- [BRIEF]
Extract each line of the listing below that contains the word "gold". Case matters, so skip any line where the letters differ in case.

--- Start of INFORMATION SHOWN ---

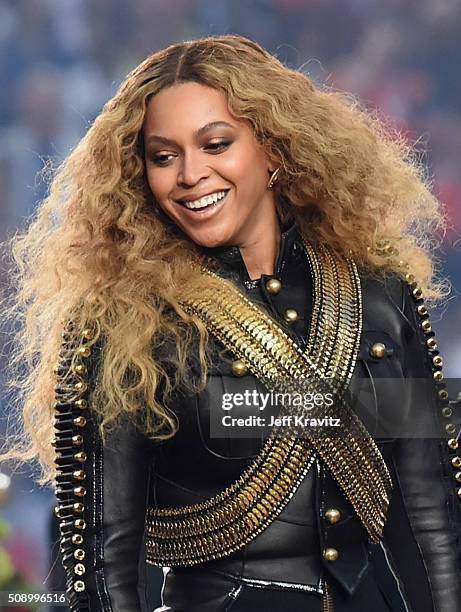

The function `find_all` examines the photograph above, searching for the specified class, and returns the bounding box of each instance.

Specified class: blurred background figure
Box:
[0,0,461,610]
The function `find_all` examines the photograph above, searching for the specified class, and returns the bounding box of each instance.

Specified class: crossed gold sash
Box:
[146,240,392,566]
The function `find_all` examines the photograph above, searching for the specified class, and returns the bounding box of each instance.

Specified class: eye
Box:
[152,153,174,166]
[205,140,232,153]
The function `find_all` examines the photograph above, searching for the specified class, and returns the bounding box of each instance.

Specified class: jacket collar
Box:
[201,221,301,289]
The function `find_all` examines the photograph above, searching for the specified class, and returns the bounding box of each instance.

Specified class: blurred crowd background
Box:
[0,0,461,609]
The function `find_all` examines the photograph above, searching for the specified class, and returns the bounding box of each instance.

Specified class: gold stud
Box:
[74,548,85,561]
[285,308,299,323]
[325,508,341,525]
[82,327,94,340]
[232,359,248,376]
[421,321,432,334]
[74,451,87,463]
[416,304,427,317]
[323,548,339,562]
[405,272,415,285]
[74,563,86,576]
[370,342,387,359]
[266,278,282,295]
[74,580,85,593]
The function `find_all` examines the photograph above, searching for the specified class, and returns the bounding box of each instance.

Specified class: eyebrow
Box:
[146,121,235,145]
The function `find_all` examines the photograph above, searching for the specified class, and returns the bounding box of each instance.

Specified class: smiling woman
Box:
[3,35,461,612]
[144,82,280,278]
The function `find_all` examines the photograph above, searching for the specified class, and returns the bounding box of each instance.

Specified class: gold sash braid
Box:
[146,240,392,567]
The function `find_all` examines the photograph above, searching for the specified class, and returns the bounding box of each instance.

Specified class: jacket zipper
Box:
[322,582,334,612]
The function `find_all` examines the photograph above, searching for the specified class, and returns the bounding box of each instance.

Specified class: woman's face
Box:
[143,82,276,247]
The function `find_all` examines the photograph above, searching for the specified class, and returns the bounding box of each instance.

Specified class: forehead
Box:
[144,82,237,135]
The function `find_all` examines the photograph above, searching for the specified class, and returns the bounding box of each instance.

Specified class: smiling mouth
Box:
[178,189,230,213]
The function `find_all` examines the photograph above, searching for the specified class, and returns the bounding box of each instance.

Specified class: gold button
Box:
[232,359,248,376]
[75,363,88,376]
[370,342,387,359]
[416,304,427,317]
[285,308,299,323]
[74,548,85,561]
[266,278,282,295]
[74,563,86,576]
[325,508,341,525]
[323,548,339,562]
[74,451,87,463]
[421,319,432,334]
[74,580,85,593]
[73,417,86,427]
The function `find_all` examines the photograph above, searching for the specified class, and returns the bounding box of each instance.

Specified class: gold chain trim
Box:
[147,241,391,566]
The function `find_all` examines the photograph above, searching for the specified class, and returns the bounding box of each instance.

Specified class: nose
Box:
[177,151,210,186]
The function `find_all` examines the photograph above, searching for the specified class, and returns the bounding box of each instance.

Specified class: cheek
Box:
[147,168,171,201]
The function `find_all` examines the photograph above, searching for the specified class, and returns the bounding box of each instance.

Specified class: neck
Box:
[240,209,280,280]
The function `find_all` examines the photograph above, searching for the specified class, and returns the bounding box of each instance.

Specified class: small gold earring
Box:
[267,166,281,189]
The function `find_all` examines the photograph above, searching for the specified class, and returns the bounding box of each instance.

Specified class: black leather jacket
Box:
[53,226,461,612]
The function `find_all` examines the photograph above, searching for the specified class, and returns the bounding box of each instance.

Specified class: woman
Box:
[3,35,461,612]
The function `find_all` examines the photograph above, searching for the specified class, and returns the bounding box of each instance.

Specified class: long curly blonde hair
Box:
[3,35,443,482]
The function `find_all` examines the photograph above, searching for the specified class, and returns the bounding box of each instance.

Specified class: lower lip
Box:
[179,192,229,221]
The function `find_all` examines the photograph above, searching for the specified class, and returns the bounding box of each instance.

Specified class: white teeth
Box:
[183,191,227,208]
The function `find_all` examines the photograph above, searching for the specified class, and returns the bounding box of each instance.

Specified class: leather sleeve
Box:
[393,283,461,612]
[54,332,152,612]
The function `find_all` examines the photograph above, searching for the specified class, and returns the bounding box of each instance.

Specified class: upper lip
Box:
[176,188,229,202]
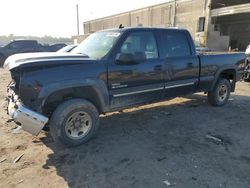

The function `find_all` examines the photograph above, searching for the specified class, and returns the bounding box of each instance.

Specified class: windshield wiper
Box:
[76,52,89,58]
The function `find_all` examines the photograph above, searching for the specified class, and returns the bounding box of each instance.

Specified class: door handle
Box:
[154,65,162,71]
[187,62,193,68]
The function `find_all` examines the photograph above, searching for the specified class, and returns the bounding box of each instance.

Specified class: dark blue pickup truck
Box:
[5,28,245,146]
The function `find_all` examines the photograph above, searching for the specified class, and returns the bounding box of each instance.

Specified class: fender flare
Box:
[210,65,237,91]
[38,79,109,112]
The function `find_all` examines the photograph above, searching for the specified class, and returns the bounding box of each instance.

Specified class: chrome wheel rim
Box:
[218,84,228,102]
[65,111,92,139]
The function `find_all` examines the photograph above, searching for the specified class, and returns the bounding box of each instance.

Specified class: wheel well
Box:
[42,86,103,115]
[219,69,236,92]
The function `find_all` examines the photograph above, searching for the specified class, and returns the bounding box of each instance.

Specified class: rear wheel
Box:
[207,78,231,106]
[50,99,99,146]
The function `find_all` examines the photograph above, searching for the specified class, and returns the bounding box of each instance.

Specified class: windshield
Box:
[72,32,120,59]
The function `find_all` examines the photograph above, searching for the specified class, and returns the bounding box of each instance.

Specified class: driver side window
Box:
[120,32,158,59]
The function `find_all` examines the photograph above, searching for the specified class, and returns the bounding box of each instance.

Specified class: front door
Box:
[108,30,164,109]
[161,30,199,97]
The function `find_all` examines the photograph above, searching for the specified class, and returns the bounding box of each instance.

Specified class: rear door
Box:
[161,30,199,96]
[108,30,164,108]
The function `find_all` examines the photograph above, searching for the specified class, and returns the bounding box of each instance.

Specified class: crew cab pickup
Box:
[5,27,245,146]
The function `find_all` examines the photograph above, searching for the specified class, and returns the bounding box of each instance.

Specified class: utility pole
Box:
[76,4,80,36]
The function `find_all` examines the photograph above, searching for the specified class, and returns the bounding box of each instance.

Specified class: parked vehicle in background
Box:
[5,27,245,146]
[45,43,67,52]
[0,39,43,66]
[243,44,250,82]
[57,44,77,52]
[0,39,66,67]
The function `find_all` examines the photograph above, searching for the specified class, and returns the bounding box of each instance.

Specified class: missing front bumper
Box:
[8,99,48,135]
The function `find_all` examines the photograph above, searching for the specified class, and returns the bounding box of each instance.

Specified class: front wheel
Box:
[50,99,99,147]
[207,79,231,106]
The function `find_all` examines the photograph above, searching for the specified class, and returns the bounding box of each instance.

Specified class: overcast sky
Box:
[0,0,169,37]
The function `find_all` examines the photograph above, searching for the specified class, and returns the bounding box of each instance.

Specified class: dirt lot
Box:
[0,69,250,188]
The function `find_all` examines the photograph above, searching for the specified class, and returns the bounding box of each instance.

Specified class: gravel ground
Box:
[0,68,250,188]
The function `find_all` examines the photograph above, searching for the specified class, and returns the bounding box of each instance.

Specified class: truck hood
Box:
[4,52,90,70]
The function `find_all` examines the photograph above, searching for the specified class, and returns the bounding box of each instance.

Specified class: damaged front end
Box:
[8,83,48,135]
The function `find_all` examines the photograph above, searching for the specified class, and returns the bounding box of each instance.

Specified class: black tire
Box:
[49,99,99,147]
[207,78,231,106]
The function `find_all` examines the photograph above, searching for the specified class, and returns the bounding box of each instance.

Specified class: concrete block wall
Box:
[83,0,209,42]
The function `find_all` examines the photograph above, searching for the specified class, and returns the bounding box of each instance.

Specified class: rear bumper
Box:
[8,92,48,135]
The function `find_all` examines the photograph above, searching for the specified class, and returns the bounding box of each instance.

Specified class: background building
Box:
[74,0,250,51]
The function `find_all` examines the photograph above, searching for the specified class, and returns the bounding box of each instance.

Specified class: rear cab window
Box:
[119,31,159,59]
[161,30,192,58]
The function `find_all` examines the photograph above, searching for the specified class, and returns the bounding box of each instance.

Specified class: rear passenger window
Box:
[120,32,158,59]
[163,32,191,58]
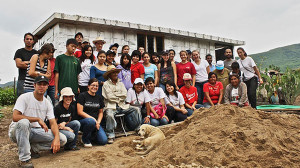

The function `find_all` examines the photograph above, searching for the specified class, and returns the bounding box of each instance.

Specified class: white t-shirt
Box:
[147,87,166,107]
[165,91,185,108]
[231,88,239,103]
[126,88,151,108]
[193,59,209,83]
[78,59,94,86]
[12,92,55,127]
[237,57,256,81]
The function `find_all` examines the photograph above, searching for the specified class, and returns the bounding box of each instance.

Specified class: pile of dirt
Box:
[133,105,300,167]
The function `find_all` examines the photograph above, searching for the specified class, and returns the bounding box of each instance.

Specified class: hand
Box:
[64,127,74,133]
[162,115,169,122]
[51,136,60,153]
[153,112,159,119]
[54,89,59,100]
[58,122,66,129]
[96,122,100,130]
[144,117,150,124]
[38,119,48,132]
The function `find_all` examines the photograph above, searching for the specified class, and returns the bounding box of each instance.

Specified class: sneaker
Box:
[64,146,80,151]
[20,159,33,168]
[107,138,114,144]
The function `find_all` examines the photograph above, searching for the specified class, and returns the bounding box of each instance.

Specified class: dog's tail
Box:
[136,145,155,155]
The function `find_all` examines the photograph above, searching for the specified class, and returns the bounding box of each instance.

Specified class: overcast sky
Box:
[0,0,300,83]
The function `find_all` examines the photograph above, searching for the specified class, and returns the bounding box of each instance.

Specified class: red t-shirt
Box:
[179,86,198,106]
[176,62,196,86]
[49,58,55,86]
[203,81,223,104]
[130,62,145,83]
[74,50,82,58]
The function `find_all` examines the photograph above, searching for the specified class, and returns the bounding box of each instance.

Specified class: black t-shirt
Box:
[77,92,104,120]
[54,101,77,124]
[14,48,37,80]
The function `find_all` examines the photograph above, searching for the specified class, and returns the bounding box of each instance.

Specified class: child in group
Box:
[117,53,132,90]
[224,73,249,107]
[54,87,80,150]
[179,73,203,117]
[130,50,145,83]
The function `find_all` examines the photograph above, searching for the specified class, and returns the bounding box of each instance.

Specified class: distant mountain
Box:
[250,44,300,71]
[0,81,14,88]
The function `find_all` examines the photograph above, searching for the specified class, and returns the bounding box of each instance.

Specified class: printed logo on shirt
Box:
[186,93,196,100]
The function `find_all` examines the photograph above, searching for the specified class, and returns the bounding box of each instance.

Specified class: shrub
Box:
[0,87,16,106]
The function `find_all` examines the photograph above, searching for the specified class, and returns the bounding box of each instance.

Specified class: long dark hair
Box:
[160,53,171,69]
[120,53,131,70]
[79,45,95,64]
[165,81,178,98]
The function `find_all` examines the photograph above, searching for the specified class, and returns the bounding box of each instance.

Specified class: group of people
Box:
[9,32,262,167]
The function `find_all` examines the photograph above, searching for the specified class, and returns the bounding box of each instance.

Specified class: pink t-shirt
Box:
[176,62,196,86]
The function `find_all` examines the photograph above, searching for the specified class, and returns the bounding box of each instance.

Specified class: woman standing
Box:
[224,73,249,107]
[142,52,158,86]
[176,50,196,88]
[158,51,178,91]
[77,78,107,147]
[237,47,263,108]
[130,50,145,83]
[78,45,95,92]
[126,78,150,123]
[165,81,188,122]
[117,53,132,90]
[24,43,55,93]
[203,72,223,108]
[90,50,107,96]
[192,50,210,104]
[121,45,129,54]
[150,52,160,67]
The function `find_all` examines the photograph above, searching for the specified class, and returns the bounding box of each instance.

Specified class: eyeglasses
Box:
[90,85,99,87]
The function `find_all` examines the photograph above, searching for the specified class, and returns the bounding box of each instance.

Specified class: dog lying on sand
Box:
[133,124,166,155]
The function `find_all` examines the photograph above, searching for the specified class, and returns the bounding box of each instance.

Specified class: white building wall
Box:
[35,23,215,64]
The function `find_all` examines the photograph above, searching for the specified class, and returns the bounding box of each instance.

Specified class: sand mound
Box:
[133,105,300,167]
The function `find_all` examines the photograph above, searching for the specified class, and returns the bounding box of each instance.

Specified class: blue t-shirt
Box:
[144,64,157,81]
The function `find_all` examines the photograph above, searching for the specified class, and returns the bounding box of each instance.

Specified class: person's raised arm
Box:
[49,118,60,153]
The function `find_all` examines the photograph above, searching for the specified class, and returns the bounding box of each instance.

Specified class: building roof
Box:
[33,13,245,46]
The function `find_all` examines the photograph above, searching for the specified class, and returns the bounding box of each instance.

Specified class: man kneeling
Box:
[9,76,67,167]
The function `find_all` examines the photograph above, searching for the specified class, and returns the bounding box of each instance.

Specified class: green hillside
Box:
[250,44,300,71]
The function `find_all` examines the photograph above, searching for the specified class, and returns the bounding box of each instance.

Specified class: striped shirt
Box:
[24,57,48,90]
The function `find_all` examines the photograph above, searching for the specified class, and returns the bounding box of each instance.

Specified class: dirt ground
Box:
[0,105,300,168]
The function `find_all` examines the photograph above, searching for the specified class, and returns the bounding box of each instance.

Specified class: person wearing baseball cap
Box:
[102,65,140,143]
[213,60,230,88]
[179,73,203,117]
[54,87,80,150]
[9,76,67,167]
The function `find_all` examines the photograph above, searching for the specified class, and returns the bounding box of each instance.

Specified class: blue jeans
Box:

--- End of INFORMATION SHOWN ---

- [COMPLETED TASK]
Specified class: crossed gold sash
Specified class: gold stud
Specified class: gold sash braid
Specified class: gold button
Specified class: gold chain trim
Specified class: small gold earring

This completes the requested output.